• Extracted material:
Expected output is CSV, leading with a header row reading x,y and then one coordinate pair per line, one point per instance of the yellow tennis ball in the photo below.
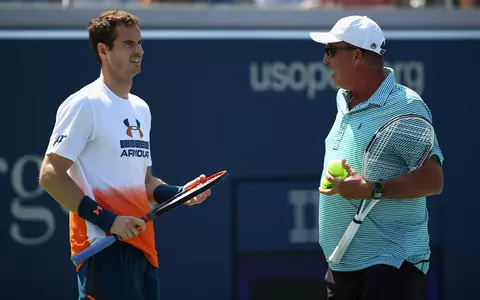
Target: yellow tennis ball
x,y
335,168
326,184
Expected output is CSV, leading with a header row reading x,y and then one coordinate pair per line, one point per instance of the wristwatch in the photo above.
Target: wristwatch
x,y
377,191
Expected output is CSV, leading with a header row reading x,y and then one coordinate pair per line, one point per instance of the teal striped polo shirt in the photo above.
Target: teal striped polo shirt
x,y
394,230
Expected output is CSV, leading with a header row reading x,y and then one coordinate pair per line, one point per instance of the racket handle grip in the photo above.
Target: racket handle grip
x,y
93,249
345,241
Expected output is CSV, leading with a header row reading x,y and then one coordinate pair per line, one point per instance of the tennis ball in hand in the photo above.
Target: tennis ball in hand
x,y
325,184
335,168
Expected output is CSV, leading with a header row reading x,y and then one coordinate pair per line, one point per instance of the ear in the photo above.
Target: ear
x,y
358,56
102,50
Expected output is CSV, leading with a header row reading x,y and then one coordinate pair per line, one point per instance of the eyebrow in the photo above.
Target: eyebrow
x,y
132,42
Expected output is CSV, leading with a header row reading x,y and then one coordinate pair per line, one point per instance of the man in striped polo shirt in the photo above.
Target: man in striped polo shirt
x,y
388,258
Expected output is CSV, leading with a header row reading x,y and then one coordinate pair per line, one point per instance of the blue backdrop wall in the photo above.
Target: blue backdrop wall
x,y
267,106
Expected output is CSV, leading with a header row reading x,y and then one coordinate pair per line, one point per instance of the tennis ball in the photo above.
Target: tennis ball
x,y
326,184
335,168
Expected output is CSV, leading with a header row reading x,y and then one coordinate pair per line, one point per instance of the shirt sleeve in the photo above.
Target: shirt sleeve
x,y
74,126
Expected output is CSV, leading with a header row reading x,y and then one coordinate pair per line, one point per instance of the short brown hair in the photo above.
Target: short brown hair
x,y
103,29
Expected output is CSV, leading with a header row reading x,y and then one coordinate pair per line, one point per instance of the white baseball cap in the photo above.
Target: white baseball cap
x,y
359,31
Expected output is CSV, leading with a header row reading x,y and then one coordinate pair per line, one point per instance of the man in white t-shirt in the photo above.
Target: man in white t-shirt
x,y
97,165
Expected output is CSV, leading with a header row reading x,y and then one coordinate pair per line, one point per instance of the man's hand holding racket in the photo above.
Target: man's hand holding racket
x,y
194,192
354,186
200,198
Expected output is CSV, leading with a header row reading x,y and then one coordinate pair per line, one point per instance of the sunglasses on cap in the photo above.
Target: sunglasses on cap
x,y
330,50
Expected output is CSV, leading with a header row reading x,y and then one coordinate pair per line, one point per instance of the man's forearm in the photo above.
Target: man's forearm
x,y
62,188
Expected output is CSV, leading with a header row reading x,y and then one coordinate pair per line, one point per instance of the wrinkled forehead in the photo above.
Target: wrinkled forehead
x,y
128,33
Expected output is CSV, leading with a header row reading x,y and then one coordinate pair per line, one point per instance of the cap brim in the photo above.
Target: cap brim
x,y
324,37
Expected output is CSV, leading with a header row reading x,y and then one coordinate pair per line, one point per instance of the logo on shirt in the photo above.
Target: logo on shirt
x,y
97,211
134,147
131,128
59,139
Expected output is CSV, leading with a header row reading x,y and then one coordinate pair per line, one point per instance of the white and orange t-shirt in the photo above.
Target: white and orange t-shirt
x,y
108,139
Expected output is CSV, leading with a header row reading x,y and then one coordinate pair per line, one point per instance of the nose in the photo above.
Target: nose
x,y
326,59
139,50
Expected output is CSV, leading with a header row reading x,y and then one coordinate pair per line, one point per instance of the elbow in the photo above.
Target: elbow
x,y
45,178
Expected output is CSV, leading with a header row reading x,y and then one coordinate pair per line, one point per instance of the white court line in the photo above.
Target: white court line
x,y
58,34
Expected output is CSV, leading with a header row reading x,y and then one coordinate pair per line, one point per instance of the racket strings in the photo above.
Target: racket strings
x,y
403,136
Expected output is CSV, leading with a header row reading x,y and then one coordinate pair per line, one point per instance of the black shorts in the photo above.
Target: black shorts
x,y
119,272
379,282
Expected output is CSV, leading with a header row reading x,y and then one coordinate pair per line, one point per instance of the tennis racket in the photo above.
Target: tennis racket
x,y
160,209
398,147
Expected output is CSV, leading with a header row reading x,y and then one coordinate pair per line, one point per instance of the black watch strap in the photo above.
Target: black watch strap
x,y
377,191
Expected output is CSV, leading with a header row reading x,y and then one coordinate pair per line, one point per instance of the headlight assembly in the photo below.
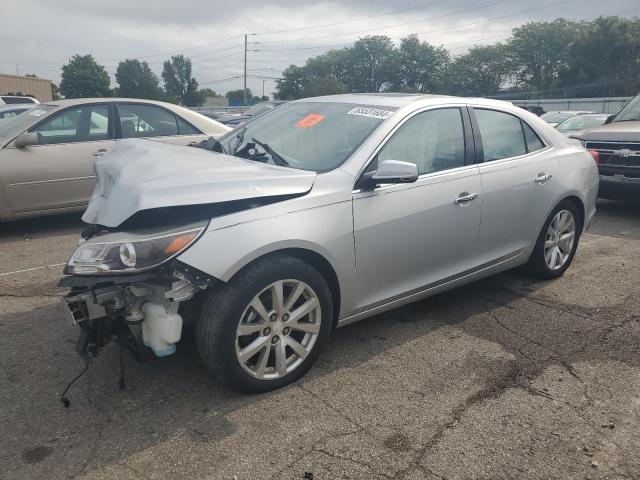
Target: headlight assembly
x,y
129,253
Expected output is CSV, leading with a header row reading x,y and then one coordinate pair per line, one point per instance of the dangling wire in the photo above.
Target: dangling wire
x,y
65,401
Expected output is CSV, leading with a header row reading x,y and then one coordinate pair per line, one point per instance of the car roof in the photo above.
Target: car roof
x,y
399,100
82,101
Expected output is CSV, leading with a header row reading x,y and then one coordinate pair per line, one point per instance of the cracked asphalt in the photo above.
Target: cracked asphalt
x,y
504,378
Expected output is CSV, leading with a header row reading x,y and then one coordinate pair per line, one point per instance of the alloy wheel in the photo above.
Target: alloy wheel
x,y
278,329
559,240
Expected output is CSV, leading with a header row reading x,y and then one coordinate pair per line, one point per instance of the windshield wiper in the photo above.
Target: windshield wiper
x,y
277,159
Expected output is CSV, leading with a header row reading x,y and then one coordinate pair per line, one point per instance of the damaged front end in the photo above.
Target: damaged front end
x,y
129,287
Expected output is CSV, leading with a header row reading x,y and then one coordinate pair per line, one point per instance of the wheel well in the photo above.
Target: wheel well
x,y
324,268
580,206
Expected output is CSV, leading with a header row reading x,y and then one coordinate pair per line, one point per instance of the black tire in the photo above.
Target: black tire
x,y
215,332
537,264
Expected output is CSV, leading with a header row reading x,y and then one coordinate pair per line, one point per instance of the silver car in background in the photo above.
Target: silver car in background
x,y
318,214
47,153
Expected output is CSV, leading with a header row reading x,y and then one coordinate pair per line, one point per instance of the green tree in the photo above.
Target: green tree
x,y
179,83
373,64
237,96
421,66
82,77
539,51
606,60
481,71
136,80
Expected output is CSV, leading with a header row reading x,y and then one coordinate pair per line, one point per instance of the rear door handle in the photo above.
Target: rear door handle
x,y
465,198
542,178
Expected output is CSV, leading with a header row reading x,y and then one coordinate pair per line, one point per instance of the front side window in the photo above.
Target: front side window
x,y
316,136
138,120
502,134
81,124
433,140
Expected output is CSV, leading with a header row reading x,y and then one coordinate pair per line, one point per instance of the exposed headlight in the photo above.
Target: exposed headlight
x,y
128,252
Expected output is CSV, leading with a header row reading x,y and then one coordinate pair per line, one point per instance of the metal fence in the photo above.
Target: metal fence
x,y
599,105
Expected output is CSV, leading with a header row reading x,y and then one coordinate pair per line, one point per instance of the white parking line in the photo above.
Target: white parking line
x,y
30,269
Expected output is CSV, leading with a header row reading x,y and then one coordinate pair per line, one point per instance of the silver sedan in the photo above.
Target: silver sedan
x,y
47,153
318,214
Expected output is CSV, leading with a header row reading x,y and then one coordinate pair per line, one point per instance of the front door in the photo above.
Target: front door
x,y
519,178
58,171
411,236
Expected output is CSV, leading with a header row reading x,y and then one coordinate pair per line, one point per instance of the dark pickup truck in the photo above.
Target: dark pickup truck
x,y
618,143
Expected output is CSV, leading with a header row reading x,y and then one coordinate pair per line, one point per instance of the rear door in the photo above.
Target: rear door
x,y
58,171
411,236
140,120
519,177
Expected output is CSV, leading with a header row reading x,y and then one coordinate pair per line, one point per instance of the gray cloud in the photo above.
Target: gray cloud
x,y
40,35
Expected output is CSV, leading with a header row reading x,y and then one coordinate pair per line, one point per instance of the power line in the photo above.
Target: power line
x,y
355,20
465,10
430,31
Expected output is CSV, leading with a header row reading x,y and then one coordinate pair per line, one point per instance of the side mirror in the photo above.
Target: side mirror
x,y
391,171
395,171
26,139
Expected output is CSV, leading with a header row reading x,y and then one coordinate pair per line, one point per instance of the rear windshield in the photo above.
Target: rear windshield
x,y
631,112
18,125
11,100
580,122
317,136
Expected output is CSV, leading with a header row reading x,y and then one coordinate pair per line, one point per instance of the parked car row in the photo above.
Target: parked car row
x,y
47,153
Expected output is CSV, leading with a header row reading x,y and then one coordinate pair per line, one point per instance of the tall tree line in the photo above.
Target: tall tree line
x,y
555,58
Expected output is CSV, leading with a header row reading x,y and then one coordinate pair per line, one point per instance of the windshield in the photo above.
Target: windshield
x,y
556,117
317,136
631,111
580,122
13,128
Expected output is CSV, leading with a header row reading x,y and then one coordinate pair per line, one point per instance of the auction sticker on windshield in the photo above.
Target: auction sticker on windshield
x,y
370,112
310,120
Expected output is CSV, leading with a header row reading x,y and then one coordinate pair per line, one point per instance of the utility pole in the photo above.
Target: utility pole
x,y
244,92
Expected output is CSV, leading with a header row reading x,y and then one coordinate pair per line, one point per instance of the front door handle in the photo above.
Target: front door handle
x,y
542,178
465,198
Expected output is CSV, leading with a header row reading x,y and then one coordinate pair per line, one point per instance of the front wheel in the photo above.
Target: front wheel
x,y
557,243
265,328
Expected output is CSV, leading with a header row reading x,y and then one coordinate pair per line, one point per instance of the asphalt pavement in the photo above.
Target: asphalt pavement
x,y
504,378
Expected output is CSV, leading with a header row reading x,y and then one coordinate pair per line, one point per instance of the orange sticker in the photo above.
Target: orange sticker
x,y
310,120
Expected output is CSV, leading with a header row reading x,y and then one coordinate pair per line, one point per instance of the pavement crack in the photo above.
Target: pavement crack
x,y
356,462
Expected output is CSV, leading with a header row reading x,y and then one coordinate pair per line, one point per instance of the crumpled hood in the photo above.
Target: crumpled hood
x,y
139,175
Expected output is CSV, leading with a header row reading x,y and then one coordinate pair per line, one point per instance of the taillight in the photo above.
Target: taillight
x,y
596,156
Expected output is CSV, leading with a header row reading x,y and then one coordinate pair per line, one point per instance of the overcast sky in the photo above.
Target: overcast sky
x,y
38,36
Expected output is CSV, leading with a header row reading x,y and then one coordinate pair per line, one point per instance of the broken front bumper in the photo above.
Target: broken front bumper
x,y
136,310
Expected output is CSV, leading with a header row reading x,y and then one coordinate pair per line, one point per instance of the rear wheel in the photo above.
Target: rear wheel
x,y
265,328
557,242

• Written instruction: Take the lines above from the one holding "crack in the photo above." to the last and output them exactly.

• Solved exercise:
Expected output is CSV, leading with a header row reading x,y and then one coordinate pair per line, one point per instance of the pavement crack in the photo above.
Target: pavement crack
x,y
356,462
Expected output is CSV, leading with a header row reading x,y and then one coordinate pair per line, one point per instance of the crumpled hood in the photo above.
Target: crumpled hood
x,y
139,175
Expected output is CSV, leading with a header row reading x,y and then one coordinate pair per line, one point per instance of the taillight in the photo above.
Target: taillight
x,y
596,156
Expected output is CSV, leading with a header row reading x,y and then one coordinate pair per line, one point per instance of the overcast sky in the photo above.
Target: overcast sky
x,y
38,36
Expected output is CSV, leading with a header row reading x,y and then one coordinate pair per line, one point per instance of the broken front bumper in the photo above.
Target: broken front bumper
x,y
136,310
Expected output is CSV, leading with a header row reading x,y and then one coordinate pair per line, one point per instance of the rear wheel in the photo above.
Target: rear wheel
x,y
265,328
557,242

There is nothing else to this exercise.